[Exercise brief] Rewrite the data from the line containing "Examine the image above and tell me: where has the gray" through the end, replacing "gray boulder" with "large rock" and leaving everything else unchanged.

Start of Input records

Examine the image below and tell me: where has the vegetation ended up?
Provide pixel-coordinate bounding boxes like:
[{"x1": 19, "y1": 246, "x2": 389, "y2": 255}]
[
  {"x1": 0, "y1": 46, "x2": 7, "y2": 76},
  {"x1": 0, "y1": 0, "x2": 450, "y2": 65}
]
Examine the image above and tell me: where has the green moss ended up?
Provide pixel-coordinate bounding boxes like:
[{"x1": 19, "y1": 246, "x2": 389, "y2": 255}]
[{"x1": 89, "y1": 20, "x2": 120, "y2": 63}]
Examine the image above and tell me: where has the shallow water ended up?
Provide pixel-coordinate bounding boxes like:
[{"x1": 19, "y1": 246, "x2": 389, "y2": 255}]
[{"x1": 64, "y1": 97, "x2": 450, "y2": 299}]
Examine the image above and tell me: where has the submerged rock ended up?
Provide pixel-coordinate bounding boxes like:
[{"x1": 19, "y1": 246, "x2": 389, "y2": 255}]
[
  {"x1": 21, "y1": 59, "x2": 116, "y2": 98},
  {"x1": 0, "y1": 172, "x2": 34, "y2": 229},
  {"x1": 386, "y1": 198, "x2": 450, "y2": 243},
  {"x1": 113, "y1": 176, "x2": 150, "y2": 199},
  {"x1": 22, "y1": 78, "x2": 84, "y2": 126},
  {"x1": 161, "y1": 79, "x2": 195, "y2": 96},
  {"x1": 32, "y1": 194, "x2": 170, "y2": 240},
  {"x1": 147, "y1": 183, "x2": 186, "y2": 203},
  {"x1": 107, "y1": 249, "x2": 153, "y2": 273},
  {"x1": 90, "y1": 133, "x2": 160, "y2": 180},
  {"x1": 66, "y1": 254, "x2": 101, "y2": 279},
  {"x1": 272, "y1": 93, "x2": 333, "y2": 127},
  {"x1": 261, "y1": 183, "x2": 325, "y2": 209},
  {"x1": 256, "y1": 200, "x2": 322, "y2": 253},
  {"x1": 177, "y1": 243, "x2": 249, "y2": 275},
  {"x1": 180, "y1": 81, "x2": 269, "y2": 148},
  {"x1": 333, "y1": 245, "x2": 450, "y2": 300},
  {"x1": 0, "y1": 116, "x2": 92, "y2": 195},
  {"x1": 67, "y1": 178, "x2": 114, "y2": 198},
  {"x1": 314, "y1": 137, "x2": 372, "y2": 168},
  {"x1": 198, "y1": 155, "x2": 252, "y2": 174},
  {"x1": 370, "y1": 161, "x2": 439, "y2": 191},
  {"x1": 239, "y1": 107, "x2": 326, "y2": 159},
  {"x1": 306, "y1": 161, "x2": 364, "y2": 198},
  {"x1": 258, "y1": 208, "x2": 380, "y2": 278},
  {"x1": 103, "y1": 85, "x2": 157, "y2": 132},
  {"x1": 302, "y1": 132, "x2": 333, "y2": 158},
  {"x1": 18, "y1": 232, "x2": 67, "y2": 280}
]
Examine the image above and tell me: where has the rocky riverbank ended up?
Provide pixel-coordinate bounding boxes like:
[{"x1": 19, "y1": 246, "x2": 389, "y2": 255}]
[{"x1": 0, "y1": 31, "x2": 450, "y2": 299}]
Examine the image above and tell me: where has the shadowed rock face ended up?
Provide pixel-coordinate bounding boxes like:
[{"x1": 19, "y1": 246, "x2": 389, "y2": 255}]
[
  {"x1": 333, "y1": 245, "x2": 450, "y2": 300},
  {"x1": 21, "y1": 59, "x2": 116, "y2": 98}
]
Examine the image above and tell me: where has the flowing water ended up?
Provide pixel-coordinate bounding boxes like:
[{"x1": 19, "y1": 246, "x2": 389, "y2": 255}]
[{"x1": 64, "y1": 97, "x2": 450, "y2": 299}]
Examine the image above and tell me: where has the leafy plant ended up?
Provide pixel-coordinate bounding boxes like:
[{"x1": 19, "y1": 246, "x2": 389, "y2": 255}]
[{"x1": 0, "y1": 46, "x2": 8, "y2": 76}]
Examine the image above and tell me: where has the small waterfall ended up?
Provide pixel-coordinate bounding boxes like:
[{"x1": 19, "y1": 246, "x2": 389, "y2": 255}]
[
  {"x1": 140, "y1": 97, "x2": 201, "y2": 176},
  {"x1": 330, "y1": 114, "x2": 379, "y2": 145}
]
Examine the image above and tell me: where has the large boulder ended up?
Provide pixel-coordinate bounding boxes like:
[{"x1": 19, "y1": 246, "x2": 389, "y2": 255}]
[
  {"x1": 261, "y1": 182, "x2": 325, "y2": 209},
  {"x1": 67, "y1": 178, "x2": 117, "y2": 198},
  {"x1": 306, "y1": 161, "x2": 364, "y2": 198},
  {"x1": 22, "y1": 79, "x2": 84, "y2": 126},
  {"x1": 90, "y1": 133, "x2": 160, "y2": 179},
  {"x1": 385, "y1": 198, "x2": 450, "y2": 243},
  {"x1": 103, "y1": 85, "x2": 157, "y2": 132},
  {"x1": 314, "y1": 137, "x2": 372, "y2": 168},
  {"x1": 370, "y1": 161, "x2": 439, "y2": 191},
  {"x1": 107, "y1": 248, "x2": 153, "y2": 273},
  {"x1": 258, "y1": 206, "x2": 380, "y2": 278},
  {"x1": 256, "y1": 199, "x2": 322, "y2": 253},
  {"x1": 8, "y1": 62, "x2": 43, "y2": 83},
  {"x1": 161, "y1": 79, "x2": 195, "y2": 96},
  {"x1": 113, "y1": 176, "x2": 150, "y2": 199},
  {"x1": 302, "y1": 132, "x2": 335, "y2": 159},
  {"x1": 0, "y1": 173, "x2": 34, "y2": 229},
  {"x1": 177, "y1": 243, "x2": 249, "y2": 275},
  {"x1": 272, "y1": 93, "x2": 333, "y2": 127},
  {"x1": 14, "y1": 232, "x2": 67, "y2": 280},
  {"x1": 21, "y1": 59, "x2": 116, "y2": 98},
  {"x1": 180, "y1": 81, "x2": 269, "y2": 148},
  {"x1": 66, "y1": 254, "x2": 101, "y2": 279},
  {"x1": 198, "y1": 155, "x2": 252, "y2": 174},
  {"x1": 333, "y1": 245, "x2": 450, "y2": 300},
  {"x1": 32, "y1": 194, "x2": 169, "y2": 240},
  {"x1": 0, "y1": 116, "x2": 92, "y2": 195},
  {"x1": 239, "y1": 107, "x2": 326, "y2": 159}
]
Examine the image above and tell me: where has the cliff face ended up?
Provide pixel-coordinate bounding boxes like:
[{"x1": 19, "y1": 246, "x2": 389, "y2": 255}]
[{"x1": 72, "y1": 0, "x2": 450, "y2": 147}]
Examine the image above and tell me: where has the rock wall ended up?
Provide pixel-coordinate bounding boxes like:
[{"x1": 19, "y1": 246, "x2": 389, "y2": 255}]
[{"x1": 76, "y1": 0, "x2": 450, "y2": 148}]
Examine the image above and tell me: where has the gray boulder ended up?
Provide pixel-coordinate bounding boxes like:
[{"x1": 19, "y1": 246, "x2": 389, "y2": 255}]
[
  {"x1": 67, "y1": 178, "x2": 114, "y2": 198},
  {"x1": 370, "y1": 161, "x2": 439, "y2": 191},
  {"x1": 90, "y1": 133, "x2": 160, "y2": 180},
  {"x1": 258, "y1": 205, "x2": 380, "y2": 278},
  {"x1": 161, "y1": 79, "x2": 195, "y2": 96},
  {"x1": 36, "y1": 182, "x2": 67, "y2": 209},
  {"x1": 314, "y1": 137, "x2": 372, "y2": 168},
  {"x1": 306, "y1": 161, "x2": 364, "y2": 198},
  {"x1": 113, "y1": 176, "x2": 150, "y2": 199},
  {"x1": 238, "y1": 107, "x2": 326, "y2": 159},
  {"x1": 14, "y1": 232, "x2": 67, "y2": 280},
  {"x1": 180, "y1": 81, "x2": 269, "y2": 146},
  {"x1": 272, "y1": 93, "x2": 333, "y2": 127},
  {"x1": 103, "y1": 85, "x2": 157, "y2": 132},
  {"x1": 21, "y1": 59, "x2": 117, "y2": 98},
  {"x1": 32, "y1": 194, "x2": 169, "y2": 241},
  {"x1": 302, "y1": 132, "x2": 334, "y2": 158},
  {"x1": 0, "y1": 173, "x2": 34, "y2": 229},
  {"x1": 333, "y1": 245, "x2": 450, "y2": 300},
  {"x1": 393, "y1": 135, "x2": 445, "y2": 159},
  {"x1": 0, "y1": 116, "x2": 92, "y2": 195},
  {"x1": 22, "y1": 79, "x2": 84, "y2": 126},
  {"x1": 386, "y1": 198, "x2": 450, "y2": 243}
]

End of Input records

[Complete output]
Examine the image above and tell me: where has the large rock ended up?
Provide pixel-coordinate bounding boxes like:
[{"x1": 19, "y1": 246, "x2": 389, "y2": 255}]
[
  {"x1": 67, "y1": 178, "x2": 114, "y2": 198},
  {"x1": 370, "y1": 161, "x2": 439, "y2": 191},
  {"x1": 90, "y1": 133, "x2": 160, "y2": 180},
  {"x1": 258, "y1": 205, "x2": 380, "y2": 278},
  {"x1": 161, "y1": 79, "x2": 195, "y2": 96},
  {"x1": 36, "y1": 182, "x2": 67, "y2": 209},
  {"x1": 314, "y1": 137, "x2": 372, "y2": 168},
  {"x1": 306, "y1": 161, "x2": 364, "y2": 198},
  {"x1": 113, "y1": 176, "x2": 150, "y2": 199},
  {"x1": 238, "y1": 107, "x2": 326, "y2": 159},
  {"x1": 14, "y1": 232, "x2": 67, "y2": 280},
  {"x1": 180, "y1": 81, "x2": 269, "y2": 146},
  {"x1": 272, "y1": 93, "x2": 333, "y2": 127},
  {"x1": 103, "y1": 85, "x2": 157, "y2": 132},
  {"x1": 21, "y1": 59, "x2": 117, "y2": 98},
  {"x1": 32, "y1": 194, "x2": 169, "y2": 241},
  {"x1": 302, "y1": 132, "x2": 334, "y2": 158},
  {"x1": 0, "y1": 173, "x2": 34, "y2": 229},
  {"x1": 333, "y1": 245, "x2": 450, "y2": 300},
  {"x1": 393, "y1": 135, "x2": 445, "y2": 159},
  {"x1": 0, "y1": 116, "x2": 92, "y2": 195},
  {"x1": 22, "y1": 79, "x2": 84, "y2": 126},
  {"x1": 386, "y1": 198, "x2": 450, "y2": 243}
]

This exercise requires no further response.